Exercise
Below are the records. List every line holding the word "positive".

Input data
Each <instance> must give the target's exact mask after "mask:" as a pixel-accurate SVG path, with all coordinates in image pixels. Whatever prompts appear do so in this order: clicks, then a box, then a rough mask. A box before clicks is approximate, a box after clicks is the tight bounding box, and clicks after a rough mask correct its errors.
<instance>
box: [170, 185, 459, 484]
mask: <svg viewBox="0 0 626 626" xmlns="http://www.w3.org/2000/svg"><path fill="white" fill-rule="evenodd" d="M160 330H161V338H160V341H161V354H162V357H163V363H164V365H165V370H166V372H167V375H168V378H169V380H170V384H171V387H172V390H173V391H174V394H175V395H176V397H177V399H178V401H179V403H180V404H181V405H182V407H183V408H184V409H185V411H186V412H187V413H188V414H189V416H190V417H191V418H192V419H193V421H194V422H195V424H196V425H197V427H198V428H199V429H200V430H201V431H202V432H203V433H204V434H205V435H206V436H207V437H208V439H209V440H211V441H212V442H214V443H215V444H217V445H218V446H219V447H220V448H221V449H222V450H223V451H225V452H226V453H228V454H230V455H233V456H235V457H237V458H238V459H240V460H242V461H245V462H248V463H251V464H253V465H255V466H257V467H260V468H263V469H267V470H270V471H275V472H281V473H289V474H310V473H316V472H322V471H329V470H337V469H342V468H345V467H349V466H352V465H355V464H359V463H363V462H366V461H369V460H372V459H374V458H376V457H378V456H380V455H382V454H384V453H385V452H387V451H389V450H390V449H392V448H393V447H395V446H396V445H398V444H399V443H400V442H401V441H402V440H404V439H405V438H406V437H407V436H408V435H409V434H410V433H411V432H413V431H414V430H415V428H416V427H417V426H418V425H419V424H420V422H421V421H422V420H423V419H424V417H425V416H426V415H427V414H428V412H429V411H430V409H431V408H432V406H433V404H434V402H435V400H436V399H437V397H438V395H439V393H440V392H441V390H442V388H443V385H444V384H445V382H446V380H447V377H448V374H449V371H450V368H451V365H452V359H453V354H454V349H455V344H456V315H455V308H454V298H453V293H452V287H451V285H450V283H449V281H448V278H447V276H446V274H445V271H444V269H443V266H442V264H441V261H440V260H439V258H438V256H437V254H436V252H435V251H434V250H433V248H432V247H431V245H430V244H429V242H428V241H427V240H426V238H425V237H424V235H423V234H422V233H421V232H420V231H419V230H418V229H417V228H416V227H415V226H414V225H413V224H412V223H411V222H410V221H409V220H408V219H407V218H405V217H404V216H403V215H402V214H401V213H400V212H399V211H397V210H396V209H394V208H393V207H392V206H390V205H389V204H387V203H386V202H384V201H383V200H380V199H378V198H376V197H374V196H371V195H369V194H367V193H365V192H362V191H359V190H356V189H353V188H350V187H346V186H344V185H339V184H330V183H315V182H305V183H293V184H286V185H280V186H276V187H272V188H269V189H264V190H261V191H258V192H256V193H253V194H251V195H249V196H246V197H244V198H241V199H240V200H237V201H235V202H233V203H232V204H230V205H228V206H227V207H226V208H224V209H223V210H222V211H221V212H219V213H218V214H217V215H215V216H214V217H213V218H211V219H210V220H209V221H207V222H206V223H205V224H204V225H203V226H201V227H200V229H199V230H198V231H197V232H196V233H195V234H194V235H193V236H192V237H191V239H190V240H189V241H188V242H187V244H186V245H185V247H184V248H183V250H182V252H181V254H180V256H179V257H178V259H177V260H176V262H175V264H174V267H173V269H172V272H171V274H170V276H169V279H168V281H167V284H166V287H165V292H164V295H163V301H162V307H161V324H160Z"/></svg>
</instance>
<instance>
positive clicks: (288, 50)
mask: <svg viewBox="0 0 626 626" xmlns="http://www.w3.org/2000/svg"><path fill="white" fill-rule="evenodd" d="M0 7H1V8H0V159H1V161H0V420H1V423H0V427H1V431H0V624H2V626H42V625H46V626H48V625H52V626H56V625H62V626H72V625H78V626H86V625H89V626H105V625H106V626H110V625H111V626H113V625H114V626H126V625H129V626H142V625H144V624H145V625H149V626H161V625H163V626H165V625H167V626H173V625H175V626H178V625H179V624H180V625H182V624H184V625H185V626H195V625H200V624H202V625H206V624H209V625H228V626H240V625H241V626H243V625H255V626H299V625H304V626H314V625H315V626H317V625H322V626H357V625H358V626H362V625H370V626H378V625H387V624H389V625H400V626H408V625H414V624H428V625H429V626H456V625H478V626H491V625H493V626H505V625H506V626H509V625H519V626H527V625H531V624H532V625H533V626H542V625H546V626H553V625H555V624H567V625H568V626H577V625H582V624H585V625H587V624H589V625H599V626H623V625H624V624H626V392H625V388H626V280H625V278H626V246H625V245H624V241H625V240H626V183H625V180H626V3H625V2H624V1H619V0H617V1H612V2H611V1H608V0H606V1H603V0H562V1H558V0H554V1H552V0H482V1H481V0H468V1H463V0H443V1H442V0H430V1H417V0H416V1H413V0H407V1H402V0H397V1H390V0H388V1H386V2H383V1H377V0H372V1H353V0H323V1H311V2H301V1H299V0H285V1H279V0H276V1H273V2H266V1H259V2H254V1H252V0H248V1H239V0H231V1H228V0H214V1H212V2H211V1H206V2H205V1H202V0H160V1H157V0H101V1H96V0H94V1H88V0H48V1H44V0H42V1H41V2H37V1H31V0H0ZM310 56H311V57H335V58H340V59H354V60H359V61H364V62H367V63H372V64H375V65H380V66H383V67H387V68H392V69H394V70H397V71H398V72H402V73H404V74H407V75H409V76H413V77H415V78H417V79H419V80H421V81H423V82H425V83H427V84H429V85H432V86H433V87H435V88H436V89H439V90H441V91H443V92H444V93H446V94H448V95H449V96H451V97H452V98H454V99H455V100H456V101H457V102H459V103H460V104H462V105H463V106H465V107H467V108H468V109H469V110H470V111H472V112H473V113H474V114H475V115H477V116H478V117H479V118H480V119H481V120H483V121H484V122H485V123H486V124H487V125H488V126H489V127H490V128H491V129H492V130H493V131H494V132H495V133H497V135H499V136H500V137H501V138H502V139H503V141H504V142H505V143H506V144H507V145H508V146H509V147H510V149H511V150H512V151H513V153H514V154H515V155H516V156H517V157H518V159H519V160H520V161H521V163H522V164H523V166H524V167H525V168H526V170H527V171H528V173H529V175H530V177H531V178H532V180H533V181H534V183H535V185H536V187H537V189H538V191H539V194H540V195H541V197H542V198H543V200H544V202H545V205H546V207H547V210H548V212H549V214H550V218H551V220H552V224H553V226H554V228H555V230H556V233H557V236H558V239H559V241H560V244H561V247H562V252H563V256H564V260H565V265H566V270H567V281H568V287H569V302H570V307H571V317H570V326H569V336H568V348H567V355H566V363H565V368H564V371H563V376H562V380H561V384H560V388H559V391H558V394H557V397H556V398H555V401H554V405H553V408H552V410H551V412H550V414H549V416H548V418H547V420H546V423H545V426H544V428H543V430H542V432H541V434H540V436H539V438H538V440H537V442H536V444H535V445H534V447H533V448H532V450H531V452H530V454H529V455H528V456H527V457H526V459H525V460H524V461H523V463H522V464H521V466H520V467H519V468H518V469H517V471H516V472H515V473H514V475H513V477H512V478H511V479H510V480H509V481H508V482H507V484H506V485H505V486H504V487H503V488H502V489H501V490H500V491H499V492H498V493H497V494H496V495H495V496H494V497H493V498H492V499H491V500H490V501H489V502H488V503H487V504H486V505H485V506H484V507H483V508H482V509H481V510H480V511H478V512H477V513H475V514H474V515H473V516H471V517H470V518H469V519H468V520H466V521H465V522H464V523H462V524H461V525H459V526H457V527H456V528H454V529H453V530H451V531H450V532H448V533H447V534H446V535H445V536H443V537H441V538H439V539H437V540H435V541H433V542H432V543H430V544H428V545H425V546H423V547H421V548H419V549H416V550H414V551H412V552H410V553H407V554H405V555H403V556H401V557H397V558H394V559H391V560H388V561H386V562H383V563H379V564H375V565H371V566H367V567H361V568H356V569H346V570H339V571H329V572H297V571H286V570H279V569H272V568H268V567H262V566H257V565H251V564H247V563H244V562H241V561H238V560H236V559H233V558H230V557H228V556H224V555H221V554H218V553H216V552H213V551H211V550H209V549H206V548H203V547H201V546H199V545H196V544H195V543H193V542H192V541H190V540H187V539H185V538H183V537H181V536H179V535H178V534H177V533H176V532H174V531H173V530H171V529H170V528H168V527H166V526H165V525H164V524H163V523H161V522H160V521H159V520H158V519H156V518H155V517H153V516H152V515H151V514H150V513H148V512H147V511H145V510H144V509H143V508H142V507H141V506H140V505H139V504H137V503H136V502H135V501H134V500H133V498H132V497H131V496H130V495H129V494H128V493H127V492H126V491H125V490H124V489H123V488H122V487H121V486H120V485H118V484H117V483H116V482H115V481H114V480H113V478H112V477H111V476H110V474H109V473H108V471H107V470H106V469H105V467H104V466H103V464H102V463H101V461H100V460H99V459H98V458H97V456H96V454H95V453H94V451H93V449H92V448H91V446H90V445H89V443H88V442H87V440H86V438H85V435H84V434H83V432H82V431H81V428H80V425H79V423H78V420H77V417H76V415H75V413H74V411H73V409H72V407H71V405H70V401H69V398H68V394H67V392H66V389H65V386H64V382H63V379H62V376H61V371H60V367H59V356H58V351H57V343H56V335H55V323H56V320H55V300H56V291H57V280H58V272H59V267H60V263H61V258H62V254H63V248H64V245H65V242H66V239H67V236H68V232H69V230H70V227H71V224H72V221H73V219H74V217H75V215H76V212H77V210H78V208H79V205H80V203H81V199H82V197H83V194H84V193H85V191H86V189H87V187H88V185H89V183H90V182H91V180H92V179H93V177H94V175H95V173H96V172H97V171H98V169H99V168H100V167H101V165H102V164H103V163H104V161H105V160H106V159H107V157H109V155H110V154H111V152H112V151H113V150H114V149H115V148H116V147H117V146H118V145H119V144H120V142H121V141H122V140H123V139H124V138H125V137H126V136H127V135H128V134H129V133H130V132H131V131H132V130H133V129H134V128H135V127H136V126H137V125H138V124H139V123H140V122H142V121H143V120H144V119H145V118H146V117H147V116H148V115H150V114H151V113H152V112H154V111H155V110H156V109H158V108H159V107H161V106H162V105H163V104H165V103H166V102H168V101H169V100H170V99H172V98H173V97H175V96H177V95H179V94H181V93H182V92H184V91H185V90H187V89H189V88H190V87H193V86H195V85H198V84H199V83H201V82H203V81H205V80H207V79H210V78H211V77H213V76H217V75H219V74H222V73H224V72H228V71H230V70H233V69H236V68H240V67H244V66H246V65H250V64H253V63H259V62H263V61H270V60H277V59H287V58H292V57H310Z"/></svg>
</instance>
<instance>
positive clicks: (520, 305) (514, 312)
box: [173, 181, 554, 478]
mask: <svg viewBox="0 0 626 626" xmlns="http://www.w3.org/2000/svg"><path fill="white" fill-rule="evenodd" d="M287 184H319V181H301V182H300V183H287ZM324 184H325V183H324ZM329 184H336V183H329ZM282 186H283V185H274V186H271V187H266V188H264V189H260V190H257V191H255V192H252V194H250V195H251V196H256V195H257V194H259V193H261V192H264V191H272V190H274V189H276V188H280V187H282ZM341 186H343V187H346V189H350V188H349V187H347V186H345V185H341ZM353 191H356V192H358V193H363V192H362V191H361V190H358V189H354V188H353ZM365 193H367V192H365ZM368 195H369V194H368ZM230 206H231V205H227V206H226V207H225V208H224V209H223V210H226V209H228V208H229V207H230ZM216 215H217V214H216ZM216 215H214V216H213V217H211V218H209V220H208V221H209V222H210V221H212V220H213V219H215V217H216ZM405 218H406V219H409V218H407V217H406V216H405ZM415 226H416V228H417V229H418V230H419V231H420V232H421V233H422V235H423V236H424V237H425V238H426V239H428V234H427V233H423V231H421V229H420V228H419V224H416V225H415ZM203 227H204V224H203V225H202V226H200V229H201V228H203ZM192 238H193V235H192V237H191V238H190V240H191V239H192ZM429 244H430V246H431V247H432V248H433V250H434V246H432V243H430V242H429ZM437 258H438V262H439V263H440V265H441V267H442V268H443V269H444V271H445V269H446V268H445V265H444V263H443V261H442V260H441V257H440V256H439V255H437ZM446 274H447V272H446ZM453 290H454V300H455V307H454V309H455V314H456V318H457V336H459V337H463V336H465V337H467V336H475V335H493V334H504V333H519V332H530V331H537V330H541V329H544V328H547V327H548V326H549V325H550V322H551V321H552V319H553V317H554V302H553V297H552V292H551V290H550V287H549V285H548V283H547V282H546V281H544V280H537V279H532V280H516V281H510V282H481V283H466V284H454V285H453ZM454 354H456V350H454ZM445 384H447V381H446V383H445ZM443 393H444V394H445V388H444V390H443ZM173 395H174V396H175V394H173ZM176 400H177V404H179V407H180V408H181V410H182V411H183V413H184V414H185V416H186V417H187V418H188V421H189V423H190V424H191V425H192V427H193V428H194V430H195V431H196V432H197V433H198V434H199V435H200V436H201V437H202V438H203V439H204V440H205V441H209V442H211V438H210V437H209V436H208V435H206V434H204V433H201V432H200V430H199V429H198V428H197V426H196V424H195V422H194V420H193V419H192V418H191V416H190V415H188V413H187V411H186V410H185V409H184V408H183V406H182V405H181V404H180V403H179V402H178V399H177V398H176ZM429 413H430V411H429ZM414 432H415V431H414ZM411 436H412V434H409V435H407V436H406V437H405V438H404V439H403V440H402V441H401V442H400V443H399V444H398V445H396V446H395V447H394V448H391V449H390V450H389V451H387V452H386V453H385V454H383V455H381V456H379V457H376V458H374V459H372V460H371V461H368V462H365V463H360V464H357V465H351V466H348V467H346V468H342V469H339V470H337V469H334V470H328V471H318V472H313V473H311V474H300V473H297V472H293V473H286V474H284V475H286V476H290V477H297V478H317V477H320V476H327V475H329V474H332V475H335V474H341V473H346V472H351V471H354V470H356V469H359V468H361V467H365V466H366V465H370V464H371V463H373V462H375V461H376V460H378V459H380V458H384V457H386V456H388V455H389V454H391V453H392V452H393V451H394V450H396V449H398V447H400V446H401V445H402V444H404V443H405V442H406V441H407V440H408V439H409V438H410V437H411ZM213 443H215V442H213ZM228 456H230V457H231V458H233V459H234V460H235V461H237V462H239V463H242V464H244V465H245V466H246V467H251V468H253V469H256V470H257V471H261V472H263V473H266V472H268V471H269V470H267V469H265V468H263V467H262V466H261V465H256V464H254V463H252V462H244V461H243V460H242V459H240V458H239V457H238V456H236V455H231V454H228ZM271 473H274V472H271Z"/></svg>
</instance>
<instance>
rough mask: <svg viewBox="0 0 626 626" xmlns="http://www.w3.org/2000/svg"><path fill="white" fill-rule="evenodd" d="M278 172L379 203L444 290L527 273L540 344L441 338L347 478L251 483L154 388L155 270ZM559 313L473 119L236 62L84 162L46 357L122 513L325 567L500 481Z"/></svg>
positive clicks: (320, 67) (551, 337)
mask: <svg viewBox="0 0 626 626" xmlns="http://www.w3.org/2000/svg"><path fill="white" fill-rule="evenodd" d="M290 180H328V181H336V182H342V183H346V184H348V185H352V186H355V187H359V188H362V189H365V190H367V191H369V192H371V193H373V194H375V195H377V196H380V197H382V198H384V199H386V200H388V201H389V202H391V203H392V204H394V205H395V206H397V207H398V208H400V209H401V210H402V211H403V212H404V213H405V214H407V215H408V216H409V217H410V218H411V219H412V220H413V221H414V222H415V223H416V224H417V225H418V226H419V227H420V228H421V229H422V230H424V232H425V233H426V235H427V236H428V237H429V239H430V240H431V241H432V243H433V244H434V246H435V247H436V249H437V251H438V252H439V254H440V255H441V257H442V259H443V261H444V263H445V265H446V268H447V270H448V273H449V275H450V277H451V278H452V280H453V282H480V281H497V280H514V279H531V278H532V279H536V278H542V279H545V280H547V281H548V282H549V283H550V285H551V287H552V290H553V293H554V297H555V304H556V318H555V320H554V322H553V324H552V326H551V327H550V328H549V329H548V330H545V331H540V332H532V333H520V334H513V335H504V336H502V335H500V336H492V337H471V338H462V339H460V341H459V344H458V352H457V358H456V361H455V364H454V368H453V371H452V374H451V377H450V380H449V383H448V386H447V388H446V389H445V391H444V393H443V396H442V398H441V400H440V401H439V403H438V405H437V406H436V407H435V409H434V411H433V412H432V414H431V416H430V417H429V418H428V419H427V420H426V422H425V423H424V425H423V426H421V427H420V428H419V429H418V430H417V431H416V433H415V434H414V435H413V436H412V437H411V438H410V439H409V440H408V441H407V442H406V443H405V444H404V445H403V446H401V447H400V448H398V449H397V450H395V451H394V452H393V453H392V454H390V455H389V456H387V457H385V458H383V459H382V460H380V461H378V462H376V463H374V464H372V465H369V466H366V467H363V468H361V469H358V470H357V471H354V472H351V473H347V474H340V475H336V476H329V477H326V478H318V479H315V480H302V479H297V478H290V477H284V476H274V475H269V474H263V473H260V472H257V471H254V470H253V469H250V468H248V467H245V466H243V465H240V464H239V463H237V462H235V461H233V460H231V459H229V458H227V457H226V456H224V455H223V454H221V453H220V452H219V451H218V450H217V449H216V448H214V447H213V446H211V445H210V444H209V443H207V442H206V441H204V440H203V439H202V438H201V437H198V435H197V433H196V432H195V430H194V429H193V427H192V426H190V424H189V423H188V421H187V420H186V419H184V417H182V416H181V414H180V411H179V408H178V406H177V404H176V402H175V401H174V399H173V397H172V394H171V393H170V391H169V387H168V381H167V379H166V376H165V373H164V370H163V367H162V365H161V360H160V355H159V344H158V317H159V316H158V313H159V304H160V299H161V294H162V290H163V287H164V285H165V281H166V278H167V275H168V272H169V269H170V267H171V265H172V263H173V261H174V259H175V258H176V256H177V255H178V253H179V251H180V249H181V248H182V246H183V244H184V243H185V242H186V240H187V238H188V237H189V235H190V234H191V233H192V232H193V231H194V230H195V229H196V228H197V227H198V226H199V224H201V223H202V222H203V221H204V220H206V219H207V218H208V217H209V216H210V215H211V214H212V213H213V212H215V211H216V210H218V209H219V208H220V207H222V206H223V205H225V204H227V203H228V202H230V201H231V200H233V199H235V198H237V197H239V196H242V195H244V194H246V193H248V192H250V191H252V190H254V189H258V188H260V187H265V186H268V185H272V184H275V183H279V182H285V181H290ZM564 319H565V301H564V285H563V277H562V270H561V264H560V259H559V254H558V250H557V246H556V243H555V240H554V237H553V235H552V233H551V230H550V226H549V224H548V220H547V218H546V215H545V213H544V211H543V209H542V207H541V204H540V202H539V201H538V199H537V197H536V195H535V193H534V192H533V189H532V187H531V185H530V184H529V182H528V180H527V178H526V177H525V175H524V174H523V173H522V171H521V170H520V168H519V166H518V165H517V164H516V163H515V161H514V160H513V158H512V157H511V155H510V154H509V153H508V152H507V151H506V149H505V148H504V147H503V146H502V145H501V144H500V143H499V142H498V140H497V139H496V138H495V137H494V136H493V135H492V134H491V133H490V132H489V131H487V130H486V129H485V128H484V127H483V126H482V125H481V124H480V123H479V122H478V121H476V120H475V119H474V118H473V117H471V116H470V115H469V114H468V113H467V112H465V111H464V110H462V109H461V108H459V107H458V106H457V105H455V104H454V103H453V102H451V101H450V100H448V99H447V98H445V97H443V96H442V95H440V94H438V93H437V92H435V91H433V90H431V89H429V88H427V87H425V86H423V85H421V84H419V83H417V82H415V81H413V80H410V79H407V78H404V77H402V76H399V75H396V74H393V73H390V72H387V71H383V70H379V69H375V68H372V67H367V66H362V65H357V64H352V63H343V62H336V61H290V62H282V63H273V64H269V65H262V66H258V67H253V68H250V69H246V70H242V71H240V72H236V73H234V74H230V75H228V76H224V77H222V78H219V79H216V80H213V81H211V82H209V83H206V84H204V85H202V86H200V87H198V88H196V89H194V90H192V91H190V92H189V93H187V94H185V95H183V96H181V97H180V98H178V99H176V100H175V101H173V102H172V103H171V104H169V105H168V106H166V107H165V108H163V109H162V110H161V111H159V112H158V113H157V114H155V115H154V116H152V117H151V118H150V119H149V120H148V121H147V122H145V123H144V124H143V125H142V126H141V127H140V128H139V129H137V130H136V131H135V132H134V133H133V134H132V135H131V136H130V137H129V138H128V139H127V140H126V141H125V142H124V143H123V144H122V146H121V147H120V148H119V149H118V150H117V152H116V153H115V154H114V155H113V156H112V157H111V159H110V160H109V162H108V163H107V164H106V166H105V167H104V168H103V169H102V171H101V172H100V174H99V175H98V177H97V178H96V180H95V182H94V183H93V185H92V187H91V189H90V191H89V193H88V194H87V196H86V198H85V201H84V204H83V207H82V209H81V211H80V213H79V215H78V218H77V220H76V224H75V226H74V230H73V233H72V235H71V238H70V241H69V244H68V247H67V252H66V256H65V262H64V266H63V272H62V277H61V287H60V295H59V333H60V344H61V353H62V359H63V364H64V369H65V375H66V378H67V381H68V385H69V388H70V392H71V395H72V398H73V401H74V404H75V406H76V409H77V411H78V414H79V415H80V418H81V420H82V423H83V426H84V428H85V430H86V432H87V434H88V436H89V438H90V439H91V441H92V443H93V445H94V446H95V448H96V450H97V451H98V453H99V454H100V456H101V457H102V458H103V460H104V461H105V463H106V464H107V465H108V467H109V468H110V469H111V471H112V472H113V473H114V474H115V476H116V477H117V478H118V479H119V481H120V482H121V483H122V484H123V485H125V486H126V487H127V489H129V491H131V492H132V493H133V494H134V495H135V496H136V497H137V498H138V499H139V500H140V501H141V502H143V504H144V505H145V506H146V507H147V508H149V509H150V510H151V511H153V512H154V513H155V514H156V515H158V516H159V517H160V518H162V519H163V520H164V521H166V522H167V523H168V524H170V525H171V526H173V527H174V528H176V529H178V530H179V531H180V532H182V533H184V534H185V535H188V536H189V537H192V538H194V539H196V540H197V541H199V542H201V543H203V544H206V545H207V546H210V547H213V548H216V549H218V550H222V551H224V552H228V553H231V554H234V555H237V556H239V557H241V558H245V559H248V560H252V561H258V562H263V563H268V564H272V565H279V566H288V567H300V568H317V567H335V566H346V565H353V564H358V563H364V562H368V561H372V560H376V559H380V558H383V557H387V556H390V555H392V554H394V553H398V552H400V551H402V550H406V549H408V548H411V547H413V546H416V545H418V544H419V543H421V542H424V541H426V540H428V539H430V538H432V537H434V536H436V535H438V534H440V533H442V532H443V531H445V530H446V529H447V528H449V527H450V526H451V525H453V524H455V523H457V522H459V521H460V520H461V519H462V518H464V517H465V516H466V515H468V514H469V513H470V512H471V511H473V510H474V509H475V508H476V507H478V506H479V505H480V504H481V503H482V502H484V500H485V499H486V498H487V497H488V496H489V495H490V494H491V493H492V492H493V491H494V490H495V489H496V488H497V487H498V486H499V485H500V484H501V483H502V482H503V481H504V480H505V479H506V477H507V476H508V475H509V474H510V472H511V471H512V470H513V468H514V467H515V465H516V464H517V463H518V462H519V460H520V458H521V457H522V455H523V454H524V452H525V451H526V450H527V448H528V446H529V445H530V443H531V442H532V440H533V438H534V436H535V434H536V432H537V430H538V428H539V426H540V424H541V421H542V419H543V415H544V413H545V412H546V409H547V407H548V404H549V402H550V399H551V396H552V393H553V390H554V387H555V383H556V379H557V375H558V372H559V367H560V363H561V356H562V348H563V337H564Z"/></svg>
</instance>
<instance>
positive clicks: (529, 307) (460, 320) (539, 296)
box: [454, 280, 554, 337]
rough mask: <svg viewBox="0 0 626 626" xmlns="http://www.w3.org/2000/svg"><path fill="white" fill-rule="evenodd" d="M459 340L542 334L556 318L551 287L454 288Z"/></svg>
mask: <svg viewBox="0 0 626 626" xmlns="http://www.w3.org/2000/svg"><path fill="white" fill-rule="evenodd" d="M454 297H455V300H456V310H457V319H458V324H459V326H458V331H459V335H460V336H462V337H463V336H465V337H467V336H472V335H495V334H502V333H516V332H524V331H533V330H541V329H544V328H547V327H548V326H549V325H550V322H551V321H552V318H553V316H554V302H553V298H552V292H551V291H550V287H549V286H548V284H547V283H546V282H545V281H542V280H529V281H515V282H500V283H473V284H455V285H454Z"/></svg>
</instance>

Answer to this exercise
positive clicks: (288, 50)
positive clicks: (520, 305) (514, 312)
positive clicks: (320, 67) (551, 337)
positive clicks: (529, 307) (460, 320) (539, 296)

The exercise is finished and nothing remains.